Exercise
Begin at the line that has "I'd like to know: does the white" and stop after the line that has "168], [13, 8, 63, 76]]". Write those records out again, swapping "localize" for "locate" and leaving everything else as it is.

** Begin **

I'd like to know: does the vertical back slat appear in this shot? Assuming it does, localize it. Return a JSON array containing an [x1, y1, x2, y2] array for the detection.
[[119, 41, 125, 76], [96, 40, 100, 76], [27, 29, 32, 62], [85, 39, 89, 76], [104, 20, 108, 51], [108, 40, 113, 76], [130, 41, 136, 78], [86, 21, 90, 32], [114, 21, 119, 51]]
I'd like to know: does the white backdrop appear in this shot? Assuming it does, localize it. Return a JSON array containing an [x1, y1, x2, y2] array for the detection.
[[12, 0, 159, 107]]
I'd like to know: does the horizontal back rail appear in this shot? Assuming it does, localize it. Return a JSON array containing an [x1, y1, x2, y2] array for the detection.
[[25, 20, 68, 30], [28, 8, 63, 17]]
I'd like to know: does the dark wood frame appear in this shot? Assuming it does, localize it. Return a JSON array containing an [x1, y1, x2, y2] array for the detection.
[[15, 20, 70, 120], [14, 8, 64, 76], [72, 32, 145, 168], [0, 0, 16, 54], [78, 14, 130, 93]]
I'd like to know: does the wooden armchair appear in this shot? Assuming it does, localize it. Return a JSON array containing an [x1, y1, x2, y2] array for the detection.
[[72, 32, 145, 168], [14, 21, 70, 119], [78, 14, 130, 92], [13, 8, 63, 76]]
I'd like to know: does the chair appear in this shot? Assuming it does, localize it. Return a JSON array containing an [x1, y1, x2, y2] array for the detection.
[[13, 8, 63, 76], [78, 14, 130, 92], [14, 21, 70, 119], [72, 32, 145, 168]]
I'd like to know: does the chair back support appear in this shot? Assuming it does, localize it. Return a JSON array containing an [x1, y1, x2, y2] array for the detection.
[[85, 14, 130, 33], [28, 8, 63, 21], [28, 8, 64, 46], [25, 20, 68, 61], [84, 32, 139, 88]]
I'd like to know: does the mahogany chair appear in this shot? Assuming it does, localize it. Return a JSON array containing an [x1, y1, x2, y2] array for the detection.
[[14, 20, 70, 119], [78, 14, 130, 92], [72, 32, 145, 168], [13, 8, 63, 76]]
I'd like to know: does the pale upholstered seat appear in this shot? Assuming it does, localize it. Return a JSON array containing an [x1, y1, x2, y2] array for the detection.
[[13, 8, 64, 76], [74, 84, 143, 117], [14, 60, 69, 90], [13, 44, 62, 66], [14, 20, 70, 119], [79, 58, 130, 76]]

** End **

Answer
I'd like to know: does the white backdrop appear in this shot? Assuming it does, locate it. Return a JSON array containing an [x1, y1, x2, y2] array for the detection.
[[12, 0, 159, 107]]
I'd like to know: does the horizontal back rail appear in this shot? Assuming it does, locate it. Return a JSON array containing an [x1, y1, x2, y2] array for the detection.
[[25, 20, 68, 30], [28, 8, 63, 17]]
I'd like to know: does the dark wood frame appear in this shot? Assuming it does, locate it. Return a JSON array containing an [x1, y1, x2, y2] array for the detection.
[[15, 20, 70, 120], [14, 8, 64, 76], [72, 32, 145, 168], [0, 0, 16, 54], [78, 14, 130, 93]]
I'd like to know: does the wooden armchair appear in this shot? Assuming it does, locate it. Return a JSON array containing an [x1, y1, x2, y2] array for the detection.
[[72, 32, 145, 168], [14, 21, 70, 119], [78, 14, 130, 92], [13, 8, 63, 76]]
I'd like to know: does the chair appear in this shot? Assuming it does, locate it. Return a JSON array containing an [x1, y1, x2, y2] array for the detection.
[[13, 8, 63, 76], [78, 14, 130, 92], [14, 21, 70, 119], [72, 32, 145, 168]]
I'd like to know: does the chair back support appear in this shot? Assuming it does, locate it. Return a JSON array containing an [x1, y1, x2, y2] array for the detection.
[[85, 14, 130, 33], [28, 8, 63, 21], [28, 8, 64, 46], [25, 20, 68, 61], [84, 32, 139, 88]]
I'd like to know: does the mahogany chair appear in this shot? Assuming it does, locate it. Return a JSON array containing an [x1, y1, x2, y2] array for the detection.
[[14, 20, 70, 119], [78, 14, 130, 92], [72, 32, 145, 168], [13, 8, 63, 76]]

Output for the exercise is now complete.